SUPPLIED MATERIAL -
[Start of section]

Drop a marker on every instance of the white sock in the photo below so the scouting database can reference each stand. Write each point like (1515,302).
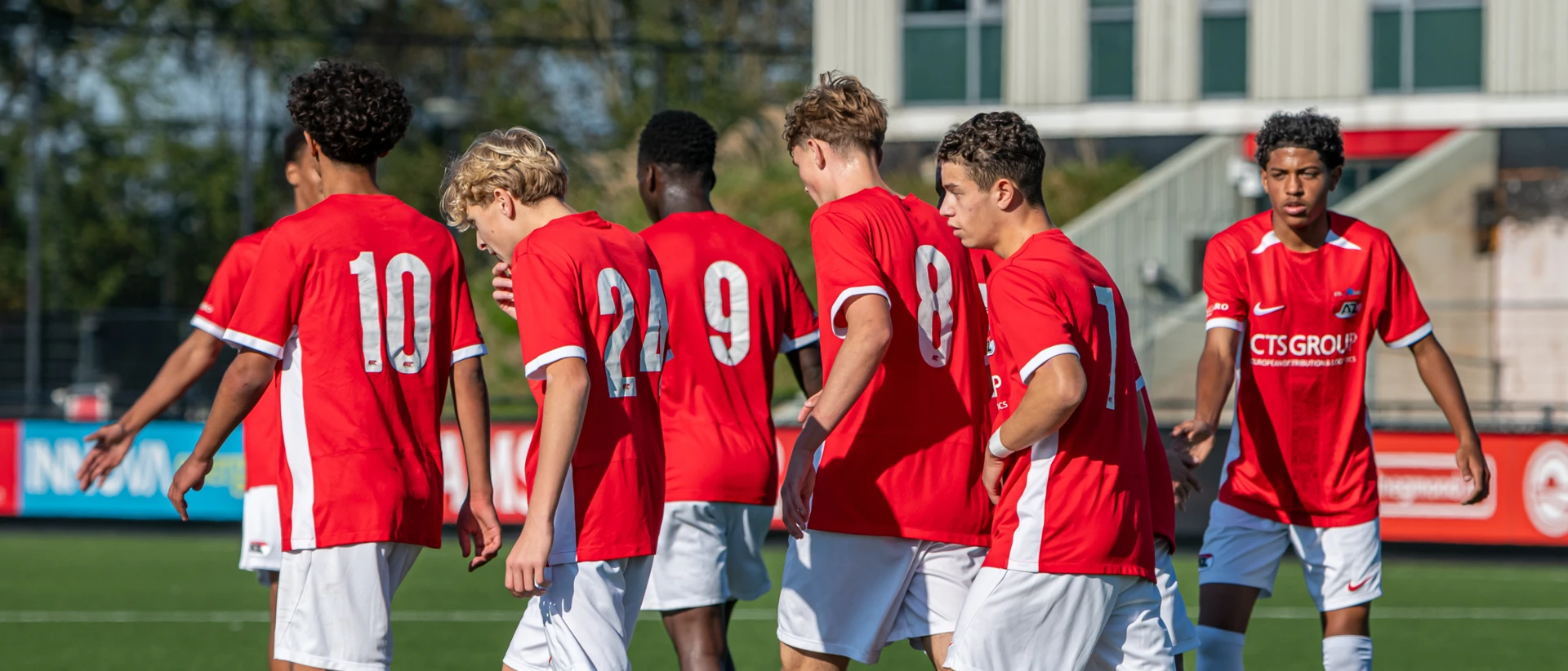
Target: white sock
(1218,650)
(1348,654)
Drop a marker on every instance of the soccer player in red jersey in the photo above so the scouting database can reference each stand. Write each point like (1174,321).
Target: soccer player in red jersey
(1068,584)
(736,304)
(883,493)
(590,311)
(261,543)
(1295,296)
(363,309)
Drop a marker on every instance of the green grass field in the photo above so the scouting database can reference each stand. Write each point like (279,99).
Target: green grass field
(184,606)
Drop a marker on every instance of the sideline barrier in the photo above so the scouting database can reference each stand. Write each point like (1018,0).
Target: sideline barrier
(1418,480)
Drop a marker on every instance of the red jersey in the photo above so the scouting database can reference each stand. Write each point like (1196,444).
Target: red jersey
(590,289)
(905,460)
(1162,497)
(262,432)
(734,291)
(366,303)
(1075,502)
(983,260)
(1300,447)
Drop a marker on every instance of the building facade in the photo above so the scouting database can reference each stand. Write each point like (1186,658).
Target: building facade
(1107,68)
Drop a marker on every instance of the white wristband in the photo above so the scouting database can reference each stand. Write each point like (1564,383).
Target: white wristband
(998,449)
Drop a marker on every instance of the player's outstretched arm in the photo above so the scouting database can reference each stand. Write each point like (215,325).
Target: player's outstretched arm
(1215,375)
(560,424)
(479,527)
(242,386)
(806,364)
(1443,381)
(869,323)
(110,442)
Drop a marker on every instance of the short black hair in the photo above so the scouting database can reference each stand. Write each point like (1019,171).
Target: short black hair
(354,112)
(294,144)
(678,138)
(1000,144)
(1307,129)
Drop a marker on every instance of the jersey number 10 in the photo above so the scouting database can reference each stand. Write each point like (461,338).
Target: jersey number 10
(371,325)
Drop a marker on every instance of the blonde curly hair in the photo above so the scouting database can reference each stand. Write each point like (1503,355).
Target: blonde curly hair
(840,112)
(516,160)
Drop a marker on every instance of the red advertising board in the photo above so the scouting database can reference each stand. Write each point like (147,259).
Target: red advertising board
(1421,491)
(509,455)
(10,493)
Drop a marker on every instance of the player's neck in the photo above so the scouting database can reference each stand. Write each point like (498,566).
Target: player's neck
(1307,238)
(1019,226)
(347,179)
(684,198)
(855,175)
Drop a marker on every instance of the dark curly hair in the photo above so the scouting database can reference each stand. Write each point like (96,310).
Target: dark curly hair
(678,140)
(354,112)
(998,144)
(1305,129)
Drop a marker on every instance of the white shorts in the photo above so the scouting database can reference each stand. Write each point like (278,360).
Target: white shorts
(1174,609)
(586,618)
(334,606)
(709,553)
(1343,565)
(852,596)
(261,533)
(1024,621)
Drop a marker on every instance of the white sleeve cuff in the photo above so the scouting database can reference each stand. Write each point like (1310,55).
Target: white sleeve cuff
(791,344)
(470,352)
(1222,323)
(998,449)
(1414,336)
(535,369)
(1040,359)
(844,296)
(252,342)
(207,327)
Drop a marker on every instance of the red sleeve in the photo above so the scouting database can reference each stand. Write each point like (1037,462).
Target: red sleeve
(223,294)
(845,265)
(549,313)
(1404,320)
(1029,322)
(270,304)
(800,318)
(1223,286)
(466,340)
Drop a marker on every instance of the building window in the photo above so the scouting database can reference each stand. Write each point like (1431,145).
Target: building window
(952,51)
(1111,41)
(1426,46)
(1225,49)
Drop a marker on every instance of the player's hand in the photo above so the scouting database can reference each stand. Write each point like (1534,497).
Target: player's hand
(502,282)
(1196,438)
(1184,482)
(991,477)
(800,482)
(806,408)
(110,446)
(479,531)
(190,477)
(1474,471)
(529,557)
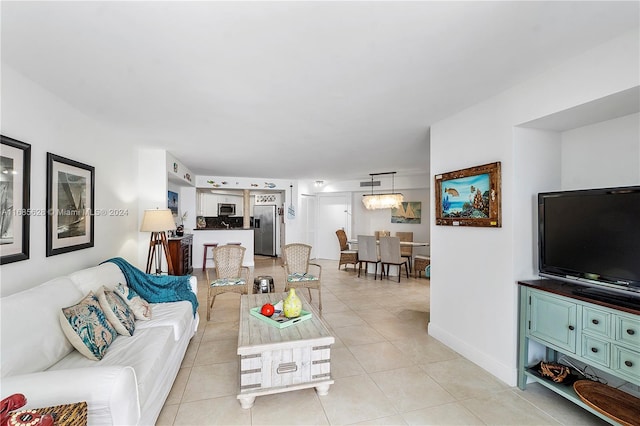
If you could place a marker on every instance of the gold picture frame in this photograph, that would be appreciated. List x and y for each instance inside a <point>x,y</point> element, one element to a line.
<point>469,197</point>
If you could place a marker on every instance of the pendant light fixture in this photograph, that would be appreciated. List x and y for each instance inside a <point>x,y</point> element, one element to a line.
<point>382,201</point>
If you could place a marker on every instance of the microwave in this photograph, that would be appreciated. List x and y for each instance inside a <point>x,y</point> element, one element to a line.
<point>226,209</point>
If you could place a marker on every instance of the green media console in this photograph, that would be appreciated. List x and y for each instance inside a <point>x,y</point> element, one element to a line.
<point>603,335</point>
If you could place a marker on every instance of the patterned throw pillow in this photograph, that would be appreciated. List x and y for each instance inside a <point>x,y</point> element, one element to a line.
<point>137,304</point>
<point>117,312</point>
<point>87,327</point>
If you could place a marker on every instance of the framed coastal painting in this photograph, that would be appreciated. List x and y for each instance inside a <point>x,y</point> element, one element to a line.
<point>469,197</point>
<point>15,179</point>
<point>407,212</point>
<point>70,204</point>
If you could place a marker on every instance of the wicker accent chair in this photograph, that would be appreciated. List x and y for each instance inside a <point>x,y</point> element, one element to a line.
<point>367,253</point>
<point>296,270</point>
<point>390,255</point>
<point>347,256</point>
<point>231,276</point>
<point>406,251</point>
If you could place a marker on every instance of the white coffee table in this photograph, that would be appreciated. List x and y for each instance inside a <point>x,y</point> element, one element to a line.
<point>274,360</point>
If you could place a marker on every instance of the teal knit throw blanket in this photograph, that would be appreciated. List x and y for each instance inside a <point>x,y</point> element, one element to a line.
<point>157,288</point>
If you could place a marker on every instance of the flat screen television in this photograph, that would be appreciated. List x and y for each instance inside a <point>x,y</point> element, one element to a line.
<point>592,237</point>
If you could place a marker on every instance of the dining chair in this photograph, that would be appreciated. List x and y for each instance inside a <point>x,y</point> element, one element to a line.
<point>347,256</point>
<point>368,253</point>
<point>296,257</point>
<point>231,276</point>
<point>390,255</point>
<point>406,251</point>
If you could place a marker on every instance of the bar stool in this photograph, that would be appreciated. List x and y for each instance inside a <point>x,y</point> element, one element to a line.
<point>420,263</point>
<point>204,254</point>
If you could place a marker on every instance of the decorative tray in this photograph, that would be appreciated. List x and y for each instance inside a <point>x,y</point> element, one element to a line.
<point>278,319</point>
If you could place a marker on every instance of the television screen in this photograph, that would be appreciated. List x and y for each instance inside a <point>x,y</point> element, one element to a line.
<point>591,236</point>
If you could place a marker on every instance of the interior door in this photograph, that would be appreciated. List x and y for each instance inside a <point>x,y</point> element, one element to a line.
<point>331,216</point>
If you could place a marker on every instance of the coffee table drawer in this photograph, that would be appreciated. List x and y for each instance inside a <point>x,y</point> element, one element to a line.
<point>285,367</point>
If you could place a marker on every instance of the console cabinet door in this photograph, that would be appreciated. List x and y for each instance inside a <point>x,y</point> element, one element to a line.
<point>552,320</point>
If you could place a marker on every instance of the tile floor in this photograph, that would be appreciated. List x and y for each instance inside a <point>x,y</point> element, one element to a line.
<point>387,370</point>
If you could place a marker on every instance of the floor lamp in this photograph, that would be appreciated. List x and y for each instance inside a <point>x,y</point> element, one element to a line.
<point>157,222</point>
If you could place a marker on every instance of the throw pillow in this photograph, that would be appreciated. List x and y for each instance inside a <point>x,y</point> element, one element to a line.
<point>87,328</point>
<point>117,312</point>
<point>137,304</point>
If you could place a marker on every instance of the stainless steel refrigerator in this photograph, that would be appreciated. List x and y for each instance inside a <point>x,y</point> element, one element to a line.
<point>264,230</point>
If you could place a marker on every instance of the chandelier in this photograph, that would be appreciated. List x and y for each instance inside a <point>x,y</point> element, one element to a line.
<point>382,201</point>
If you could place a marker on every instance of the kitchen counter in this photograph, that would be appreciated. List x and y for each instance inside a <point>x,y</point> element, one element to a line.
<point>222,236</point>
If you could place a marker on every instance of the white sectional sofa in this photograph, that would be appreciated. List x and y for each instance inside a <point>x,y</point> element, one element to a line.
<point>128,386</point>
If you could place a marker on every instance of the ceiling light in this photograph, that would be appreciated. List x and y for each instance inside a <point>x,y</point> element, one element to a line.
<point>383,201</point>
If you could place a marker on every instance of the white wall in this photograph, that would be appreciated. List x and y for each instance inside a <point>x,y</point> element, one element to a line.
<point>474,270</point>
<point>604,154</point>
<point>35,116</point>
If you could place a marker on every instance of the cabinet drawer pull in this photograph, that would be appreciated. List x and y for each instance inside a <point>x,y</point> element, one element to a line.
<point>287,367</point>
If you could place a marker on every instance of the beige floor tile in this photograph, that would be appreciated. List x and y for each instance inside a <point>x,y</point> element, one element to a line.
<point>447,414</point>
<point>560,409</point>
<point>463,379</point>
<point>355,399</point>
<point>358,335</point>
<point>506,408</point>
<point>301,407</point>
<point>177,390</point>
<point>380,356</point>
<point>217,411</point>
<point>342,319</point>
<point>396,420</point>
<point>167,415</point>
<point>212,381</point>
<point>424,349</point>
<point>220,330</point>
<point>344,364</point>
<point>411,389</point>
<point>217,351</point>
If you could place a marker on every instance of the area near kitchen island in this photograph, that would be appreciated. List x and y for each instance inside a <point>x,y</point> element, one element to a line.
<point>222,237</point>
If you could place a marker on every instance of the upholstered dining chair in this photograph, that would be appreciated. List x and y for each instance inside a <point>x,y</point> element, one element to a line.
<point>296,257</point>
<point>406,251</point>
<point>231,276</point>
<point>390,255</point>
<point>368,253</point>
<point>347,256</point>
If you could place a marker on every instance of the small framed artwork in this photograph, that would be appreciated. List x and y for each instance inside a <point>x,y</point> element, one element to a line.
<point>15,180</point>
<point>407,212</point>
<point>469,197</point>
<point>70,204</point>
<point>172,202</point>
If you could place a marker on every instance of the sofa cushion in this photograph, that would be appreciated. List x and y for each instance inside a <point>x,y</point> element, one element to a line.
<point>117,312</point>
<point>87,327</point>
<point>137,304</point>
<point>32,339</point>
<point>177,315</point>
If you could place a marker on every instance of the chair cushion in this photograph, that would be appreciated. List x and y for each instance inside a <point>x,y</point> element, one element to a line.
<point>298,277</point>
<point>87,327</point>
<point>227,281</point>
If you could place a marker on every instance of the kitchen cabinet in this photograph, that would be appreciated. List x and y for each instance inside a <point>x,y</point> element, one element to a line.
<point>603,335</point>
<point>180,252</point>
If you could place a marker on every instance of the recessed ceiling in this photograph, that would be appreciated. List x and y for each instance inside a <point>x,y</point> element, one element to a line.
<point>317,90</point>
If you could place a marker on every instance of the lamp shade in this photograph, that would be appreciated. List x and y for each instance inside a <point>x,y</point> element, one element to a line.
<point>382,201</point>
<point>157,220</point>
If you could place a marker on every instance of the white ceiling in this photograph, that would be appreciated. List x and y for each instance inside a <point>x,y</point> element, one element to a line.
<point>318,90</point>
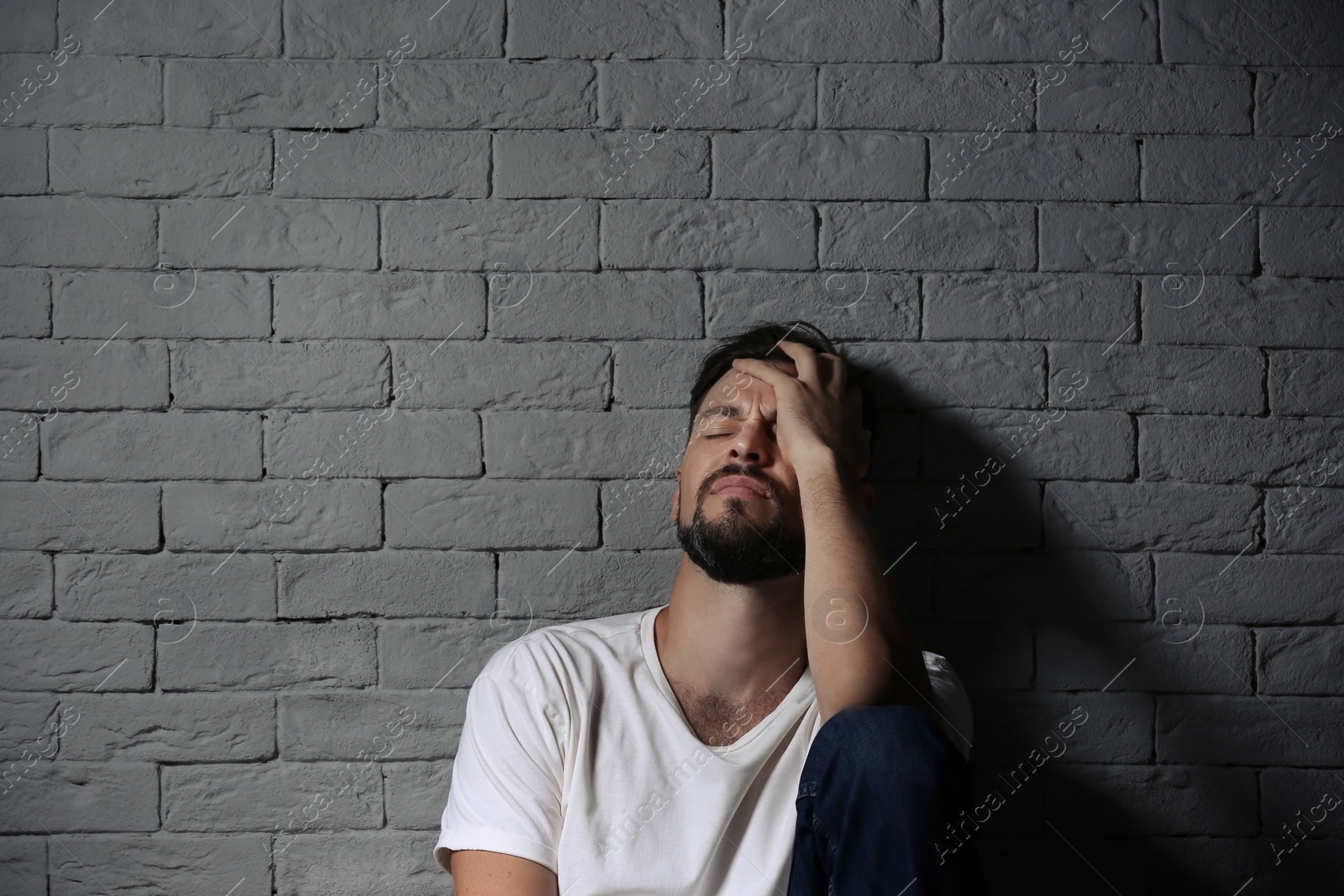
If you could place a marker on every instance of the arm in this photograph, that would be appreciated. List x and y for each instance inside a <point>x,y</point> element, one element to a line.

[End of section]

PROBLEM DESCRIPTION -
Every line from the start of the material through the line containing "Drop a marker on every instance of the soccer" is needed exactly as written; the pictures are not.

REPLY TO THE EXERCISE -
Drop a marker on every instance of the white sock in the photo below so the scouting database can reference each stand. Write each point like (1515,302).
Target: white sock
(1218,650)
(1348,654)
Drop a marker on every instance of the soccer player in red jersey in the photo above so the scouting database can reference each stand. Write each point like (1174,321).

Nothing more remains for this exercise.